**課題一覧**.
**1)** 支援チームに関する条文の内容と次の(a)〜(c)が一致するかを判断し、それぞれ「はい」か「いいえ」で答えたうえで、判断の決め手となる条文の語句をそのまま引用せよ。
(a) チーム員会議には専門医が含まれる。
(b) 初期集中支援は概ね1年間実施される。
(c) チーム員会議は初回訪問の前に開催される。
**2)** 支援チームに関する条文をもとに、次の(a)〜(c)に答えよ。
(a) 支援チームが収集する訪問支援対象者の情報として挙げられているものは何か。
(b) 支援チームが必要に応じてチーム員会議への出席を求める相手は誰か。
(c) 初期集中支援の(5)に掲げられている項目は何か。
**3)** 支援チームに関する条文の続きを、最後の見出し「(引継ぎ及び引継ぎ後のモニタリング)」の後から書き進めよ。

**原文抜粋**.
----------

2 支援チームは、訪問支援対象者及び予め協力の得られる者が同席できるよう調整を行い、訪問支援対象者の現病歴、既往歴、生活情報、家族の状況等の情報を収集するものとする。

(チーム員会議)

第11条 支援チームは、初回訪問後直ちに、訪問支援対象者ごとに、第9条第1項の観察及び評価の内容を総合的に確認し、支援方針、内容等を検討するため、専門医を含むチーム員会議を開催するものとする。

2 支援チームは、必要に応じて訪問支援対象者のかかりつけ医、介護支援専門員、市職員等にチーム員会議への出席を求めるものとする。

(初期集中支援)

第12条 支援チームは、訪問支援対象者等が医療サービス又は介護サービス等による安定的な支援に移行するまで概ね6月間、次に掲げる初期集中支援を実施するものとする。

(1) 医療機関の受診が必要な場合の当該受診に向けた動機付け

(2) 継続的な医療機関の受診及び医療サービスに至るまでの支援

(3) 介護保険サービスの利用に向けた勧奨及び誘導

(4) 訪問支援対象者の認知症の重症度に応じた助言

(5) 身体を整えるケア

(6) 生活環境の改善

(7) その他必要な初期集中支援

(引継ぎ及び引継ぎ後のモニタリング)

----------

**データ抜粋**.
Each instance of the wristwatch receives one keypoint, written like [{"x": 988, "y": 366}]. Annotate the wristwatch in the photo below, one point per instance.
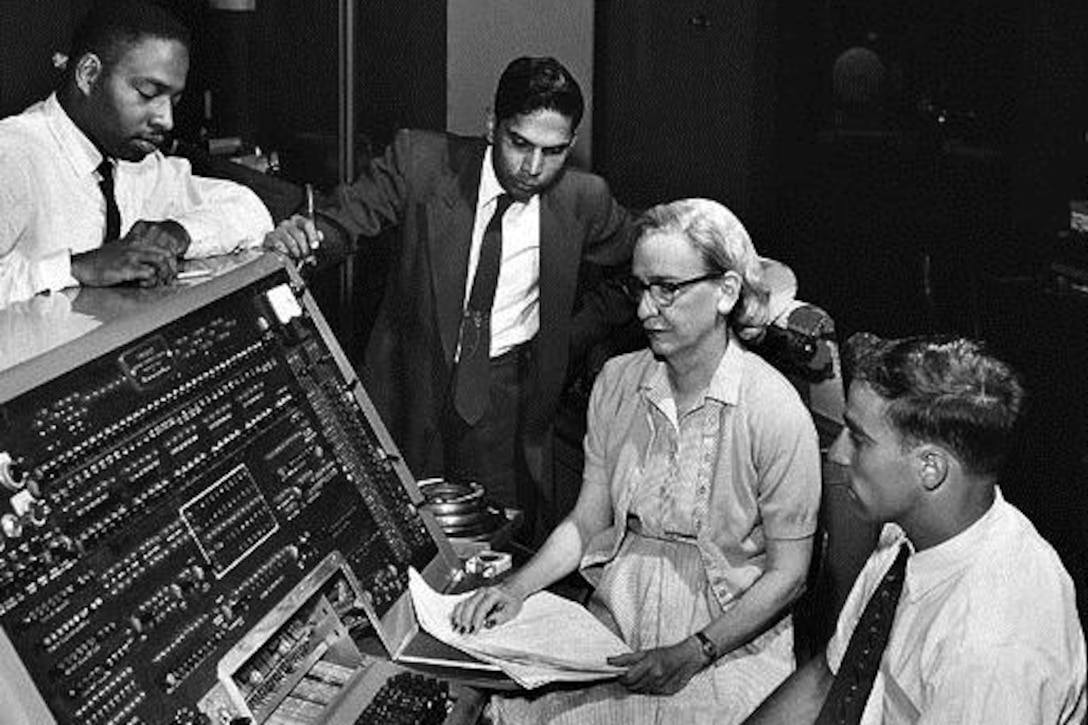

----------

**回答一覧**.
**1)**
(a) はい。「専門医を含むチーム員会議を開催するものとする」
(b) いいえ。「概ね6月間、次に掲げる初期集中支援を実施するものとする」
(c) いいえ。「初回訪問後直ちに」

**2)**
(a) 現病歴、既往歴、生活情報、家族の状況等
(b) 訪問支援対象者のかかりつけ医、介護支援専門員、市職員等
(c) 身体を整えるケア

**3)**
第13条 支援チームは、初期集中支援の終了がチーム員会議において判断されたときは、支援を担当する者へ円滑に引継ぎを行うものとする。

2 支援チームは、前項に規定する引継ぎ後の原則2月後に、医療サービス及び介護サービスの利用状況等を評価し、訪問支援対象者等に対する支援の必要性を判断の上、随時モニタリングを行うものとする。

(認知症初期集中支援チーム検討委員会)

第14条 市長は、支援チームの活動状況についての検討及び活動状況の評価を行うため、認知症初期集中支援チーム検討委員会(以下「支援チーム検討委員会」という。)を設置する。

2 支援チーム検討委員会は、高梁市地域包括支援センター運営協議会要綱(平成28年高梁市告示第153号)第9条第1項第3号に規定する認知症施策検討委員会をもって充てる。

(普及啓発)

第15条 市長は、市民、関係機関、関係団体等に対し、支援チームの役割及び機能について、広報活動及び協力依頼を行う等普及啓発に努めるものとする。

第3章 認知症地域支援・ケア向上事業

(認知症地域支援・ケア向上事業)

第16条 市長は、認知症地域支援推進員(以下「推進員」という。)を配置することにより、当該推進員を中心として医療、介護等の連携を強化し、地域における支援体制の構築及び認知症ケアの向上を図るため、認知症地域支援・ケア向上事業を実施する。

(実施体制)

第17条 市長は、高梁市地域包括支援センター等に、次の各号のいずれかの要件を満たす者を推進員として配置するものとする。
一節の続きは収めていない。